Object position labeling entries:
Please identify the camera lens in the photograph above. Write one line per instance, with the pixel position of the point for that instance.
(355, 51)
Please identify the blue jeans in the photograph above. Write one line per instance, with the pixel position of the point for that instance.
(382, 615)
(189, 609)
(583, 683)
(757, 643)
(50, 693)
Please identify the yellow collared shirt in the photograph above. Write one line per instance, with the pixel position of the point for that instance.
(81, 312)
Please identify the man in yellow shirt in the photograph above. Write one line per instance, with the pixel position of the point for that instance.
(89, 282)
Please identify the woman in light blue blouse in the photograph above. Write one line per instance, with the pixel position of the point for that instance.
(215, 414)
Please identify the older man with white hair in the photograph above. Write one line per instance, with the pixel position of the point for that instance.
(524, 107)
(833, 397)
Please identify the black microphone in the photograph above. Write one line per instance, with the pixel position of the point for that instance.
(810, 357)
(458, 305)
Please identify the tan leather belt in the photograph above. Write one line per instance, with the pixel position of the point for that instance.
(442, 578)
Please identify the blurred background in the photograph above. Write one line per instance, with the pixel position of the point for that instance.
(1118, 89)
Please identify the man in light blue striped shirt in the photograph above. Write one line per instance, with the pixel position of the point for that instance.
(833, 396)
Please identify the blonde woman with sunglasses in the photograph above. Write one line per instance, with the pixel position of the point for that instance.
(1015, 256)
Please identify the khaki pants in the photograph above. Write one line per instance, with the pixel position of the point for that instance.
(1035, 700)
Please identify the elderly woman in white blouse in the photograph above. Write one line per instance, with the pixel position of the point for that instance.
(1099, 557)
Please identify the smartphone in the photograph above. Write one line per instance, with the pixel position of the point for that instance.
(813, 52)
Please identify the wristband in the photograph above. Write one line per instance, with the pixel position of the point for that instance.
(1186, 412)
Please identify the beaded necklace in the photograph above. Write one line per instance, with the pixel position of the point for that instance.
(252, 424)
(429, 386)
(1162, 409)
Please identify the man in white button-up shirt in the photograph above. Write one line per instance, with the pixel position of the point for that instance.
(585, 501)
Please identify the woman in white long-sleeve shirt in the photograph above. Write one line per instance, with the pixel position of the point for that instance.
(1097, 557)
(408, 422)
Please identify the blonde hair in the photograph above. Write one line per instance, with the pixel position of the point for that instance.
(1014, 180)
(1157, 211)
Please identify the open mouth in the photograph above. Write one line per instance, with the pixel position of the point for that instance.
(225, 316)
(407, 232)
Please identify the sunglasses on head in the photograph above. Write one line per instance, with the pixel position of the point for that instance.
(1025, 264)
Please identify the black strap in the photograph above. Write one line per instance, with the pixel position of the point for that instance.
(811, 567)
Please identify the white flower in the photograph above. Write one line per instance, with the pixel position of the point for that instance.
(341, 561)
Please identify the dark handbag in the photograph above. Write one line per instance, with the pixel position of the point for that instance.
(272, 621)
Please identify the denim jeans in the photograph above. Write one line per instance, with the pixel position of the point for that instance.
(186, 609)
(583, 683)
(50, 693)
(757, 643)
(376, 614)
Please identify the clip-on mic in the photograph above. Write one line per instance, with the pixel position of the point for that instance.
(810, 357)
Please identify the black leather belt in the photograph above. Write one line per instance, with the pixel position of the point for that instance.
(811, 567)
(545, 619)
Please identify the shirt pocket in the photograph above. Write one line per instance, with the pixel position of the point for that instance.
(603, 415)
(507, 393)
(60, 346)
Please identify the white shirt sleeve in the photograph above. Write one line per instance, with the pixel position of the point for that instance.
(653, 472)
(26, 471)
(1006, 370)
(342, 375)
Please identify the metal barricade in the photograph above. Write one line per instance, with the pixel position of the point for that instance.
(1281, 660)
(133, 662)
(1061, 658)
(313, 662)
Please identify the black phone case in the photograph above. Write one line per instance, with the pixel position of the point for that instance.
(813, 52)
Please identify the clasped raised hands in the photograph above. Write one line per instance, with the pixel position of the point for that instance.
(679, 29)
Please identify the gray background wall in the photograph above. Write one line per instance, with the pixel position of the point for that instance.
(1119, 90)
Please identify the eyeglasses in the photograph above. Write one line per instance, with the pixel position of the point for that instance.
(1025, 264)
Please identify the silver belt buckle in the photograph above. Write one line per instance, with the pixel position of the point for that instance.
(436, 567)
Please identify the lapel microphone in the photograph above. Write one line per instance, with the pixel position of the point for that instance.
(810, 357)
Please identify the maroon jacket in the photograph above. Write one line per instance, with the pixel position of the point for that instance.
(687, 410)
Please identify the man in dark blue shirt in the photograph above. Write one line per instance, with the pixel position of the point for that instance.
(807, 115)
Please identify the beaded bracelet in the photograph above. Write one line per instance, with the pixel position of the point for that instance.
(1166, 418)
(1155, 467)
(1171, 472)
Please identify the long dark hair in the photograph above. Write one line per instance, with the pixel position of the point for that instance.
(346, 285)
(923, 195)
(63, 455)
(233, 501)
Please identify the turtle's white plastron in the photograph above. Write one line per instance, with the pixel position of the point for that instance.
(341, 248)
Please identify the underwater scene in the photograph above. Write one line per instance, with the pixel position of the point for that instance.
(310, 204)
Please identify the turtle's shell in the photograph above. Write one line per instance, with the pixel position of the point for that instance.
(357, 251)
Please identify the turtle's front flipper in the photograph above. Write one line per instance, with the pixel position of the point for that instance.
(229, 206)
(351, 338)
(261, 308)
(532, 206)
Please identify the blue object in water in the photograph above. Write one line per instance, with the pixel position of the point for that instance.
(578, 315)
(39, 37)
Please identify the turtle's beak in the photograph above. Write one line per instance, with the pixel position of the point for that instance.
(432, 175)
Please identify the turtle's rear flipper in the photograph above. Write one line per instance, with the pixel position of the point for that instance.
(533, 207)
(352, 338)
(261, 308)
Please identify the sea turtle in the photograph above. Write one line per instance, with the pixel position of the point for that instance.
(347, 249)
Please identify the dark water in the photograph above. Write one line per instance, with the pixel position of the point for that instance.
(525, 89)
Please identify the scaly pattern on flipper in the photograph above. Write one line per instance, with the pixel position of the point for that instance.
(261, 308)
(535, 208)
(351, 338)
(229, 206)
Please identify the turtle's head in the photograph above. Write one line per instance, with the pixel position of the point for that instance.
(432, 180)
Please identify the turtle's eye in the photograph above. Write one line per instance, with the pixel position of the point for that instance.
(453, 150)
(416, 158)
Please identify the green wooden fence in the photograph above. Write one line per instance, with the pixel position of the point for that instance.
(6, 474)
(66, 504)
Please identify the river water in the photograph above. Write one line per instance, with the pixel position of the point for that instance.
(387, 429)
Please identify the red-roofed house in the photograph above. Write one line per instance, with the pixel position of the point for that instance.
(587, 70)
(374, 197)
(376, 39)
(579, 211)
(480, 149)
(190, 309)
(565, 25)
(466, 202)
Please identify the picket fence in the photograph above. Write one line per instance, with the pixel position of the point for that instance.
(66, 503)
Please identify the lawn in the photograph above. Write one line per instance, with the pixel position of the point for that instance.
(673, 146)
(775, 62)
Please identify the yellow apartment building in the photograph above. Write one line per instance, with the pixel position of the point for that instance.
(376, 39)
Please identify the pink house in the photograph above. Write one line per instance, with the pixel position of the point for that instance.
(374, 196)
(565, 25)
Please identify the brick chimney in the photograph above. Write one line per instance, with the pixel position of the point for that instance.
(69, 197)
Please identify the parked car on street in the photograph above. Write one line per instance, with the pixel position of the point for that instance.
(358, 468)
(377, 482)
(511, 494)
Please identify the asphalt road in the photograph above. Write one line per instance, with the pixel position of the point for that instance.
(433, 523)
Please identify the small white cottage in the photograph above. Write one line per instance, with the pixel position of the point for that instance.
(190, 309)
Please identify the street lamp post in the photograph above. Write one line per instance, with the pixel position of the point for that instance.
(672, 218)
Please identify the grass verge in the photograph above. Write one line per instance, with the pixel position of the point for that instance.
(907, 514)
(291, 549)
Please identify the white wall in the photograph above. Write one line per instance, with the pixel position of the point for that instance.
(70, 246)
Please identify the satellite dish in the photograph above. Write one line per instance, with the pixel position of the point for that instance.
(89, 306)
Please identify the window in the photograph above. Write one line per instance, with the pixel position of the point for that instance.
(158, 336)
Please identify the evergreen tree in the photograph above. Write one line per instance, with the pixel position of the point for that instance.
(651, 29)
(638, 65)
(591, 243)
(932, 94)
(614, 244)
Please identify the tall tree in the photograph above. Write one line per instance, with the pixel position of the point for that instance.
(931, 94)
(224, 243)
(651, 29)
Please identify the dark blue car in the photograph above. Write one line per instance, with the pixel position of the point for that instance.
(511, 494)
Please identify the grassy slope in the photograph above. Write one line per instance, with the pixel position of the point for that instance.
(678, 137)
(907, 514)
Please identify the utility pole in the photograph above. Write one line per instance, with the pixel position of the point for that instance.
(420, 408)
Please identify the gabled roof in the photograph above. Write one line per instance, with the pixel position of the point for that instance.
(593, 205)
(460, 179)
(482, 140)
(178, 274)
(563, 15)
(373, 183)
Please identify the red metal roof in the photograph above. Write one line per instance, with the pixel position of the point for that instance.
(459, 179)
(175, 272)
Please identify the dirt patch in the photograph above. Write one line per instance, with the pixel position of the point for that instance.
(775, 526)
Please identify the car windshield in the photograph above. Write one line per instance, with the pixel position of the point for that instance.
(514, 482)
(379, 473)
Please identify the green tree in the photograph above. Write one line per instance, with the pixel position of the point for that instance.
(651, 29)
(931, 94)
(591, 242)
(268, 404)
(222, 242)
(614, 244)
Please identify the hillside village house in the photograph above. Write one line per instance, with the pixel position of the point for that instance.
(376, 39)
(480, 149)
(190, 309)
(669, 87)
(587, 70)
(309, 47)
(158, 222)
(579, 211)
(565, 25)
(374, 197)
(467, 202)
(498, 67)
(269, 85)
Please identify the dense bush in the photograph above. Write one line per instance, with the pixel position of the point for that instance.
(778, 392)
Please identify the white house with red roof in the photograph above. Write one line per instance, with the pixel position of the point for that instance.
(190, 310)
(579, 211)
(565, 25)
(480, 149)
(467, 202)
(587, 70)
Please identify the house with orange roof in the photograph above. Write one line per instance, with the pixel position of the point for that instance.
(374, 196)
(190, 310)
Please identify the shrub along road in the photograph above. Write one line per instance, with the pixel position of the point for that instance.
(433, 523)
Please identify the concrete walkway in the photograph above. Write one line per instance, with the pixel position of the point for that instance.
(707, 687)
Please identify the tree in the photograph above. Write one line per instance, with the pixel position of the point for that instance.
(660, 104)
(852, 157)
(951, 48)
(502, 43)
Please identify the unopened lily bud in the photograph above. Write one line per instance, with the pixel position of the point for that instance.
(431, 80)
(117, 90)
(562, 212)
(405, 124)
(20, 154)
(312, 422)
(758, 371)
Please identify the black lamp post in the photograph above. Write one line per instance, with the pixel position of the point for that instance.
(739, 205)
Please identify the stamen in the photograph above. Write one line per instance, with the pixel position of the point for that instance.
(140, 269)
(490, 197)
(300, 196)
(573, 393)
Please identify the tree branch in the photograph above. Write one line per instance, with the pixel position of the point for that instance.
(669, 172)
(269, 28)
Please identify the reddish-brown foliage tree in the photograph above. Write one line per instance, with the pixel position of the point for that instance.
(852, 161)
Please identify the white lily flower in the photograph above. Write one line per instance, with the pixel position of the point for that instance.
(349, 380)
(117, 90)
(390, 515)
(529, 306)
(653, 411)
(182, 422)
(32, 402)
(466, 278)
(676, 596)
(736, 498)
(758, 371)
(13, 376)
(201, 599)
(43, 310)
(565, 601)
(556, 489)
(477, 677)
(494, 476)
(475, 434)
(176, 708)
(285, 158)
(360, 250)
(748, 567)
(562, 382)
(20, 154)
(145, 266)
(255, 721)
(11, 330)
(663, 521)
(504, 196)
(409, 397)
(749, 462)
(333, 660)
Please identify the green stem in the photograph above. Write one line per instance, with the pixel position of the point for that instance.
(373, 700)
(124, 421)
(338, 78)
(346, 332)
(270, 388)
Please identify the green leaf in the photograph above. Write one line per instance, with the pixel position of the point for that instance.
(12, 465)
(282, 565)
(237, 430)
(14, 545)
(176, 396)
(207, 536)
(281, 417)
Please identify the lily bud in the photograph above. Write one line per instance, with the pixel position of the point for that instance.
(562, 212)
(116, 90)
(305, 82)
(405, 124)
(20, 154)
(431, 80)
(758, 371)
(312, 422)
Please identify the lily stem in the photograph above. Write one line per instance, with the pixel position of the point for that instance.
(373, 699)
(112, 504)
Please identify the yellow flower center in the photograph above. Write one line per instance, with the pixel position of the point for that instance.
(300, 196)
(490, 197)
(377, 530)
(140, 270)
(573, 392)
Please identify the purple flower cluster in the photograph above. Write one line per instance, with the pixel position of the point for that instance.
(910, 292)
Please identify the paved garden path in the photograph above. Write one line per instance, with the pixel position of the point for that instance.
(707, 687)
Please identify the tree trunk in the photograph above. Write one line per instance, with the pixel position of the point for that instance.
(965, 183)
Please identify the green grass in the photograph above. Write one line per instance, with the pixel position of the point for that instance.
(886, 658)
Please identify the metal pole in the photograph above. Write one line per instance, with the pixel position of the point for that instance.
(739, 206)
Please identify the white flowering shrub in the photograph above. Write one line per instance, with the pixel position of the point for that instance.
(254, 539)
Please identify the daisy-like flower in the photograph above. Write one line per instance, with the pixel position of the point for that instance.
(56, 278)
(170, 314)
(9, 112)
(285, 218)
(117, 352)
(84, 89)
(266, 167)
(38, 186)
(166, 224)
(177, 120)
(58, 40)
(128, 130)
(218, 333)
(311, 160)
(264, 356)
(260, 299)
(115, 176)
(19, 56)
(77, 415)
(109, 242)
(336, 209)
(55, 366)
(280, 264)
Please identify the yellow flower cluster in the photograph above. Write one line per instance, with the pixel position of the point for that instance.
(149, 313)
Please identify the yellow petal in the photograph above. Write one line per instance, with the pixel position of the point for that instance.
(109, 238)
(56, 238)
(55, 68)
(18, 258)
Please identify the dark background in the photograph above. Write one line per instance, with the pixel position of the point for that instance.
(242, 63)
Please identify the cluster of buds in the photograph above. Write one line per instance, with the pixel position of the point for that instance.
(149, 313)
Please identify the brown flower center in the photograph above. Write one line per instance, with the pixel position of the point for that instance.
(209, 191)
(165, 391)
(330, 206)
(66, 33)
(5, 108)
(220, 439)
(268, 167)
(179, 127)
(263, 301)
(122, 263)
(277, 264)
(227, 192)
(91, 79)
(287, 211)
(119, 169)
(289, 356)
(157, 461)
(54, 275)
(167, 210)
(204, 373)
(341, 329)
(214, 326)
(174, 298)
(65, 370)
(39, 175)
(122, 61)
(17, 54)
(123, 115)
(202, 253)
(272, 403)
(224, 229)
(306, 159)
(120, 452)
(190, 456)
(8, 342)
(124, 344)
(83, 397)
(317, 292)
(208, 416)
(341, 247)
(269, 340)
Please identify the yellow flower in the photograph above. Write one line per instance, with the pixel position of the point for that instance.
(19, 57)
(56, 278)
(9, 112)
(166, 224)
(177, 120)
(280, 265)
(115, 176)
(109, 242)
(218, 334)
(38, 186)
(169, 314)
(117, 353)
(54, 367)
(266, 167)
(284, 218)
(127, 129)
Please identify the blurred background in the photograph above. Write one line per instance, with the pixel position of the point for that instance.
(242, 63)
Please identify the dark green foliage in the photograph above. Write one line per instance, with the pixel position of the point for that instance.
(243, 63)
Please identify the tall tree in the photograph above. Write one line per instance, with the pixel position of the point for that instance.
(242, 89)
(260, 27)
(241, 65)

Description of the task: From the line with "Please identify the yellow flower in" to the last line of the material, give every line again exactly, and only those lines.

Answer to this problem:
Please identify the yellow flower in the photograph above. Write one line per instance, with the pixel position of the point for that instance.
(19, 57)
(56, 278)
(9, 112)
(166, 224)
(177, 120)
(280, 265)
(115, 176)
(109, 242)
(218, 334)
(38, 186)
(169, 314)
(117, 353)
(54, 367)
(266, 167)
(284, 218)
(127, 129)
Please identify the blurred background in the photograph above. Write one line per instance, with the pixel position of the point for that instance.
(242, 63)
Please identify the dark green foliage in the photograph above. Write one line per instance, with the pixel position of the point for that instance.
(243, 63)
Please identify the tall tree in the photograph above. Write one line per instance, with the pixel position of the point for that instance.
(242, 89)
(260, 27)
(241, 65)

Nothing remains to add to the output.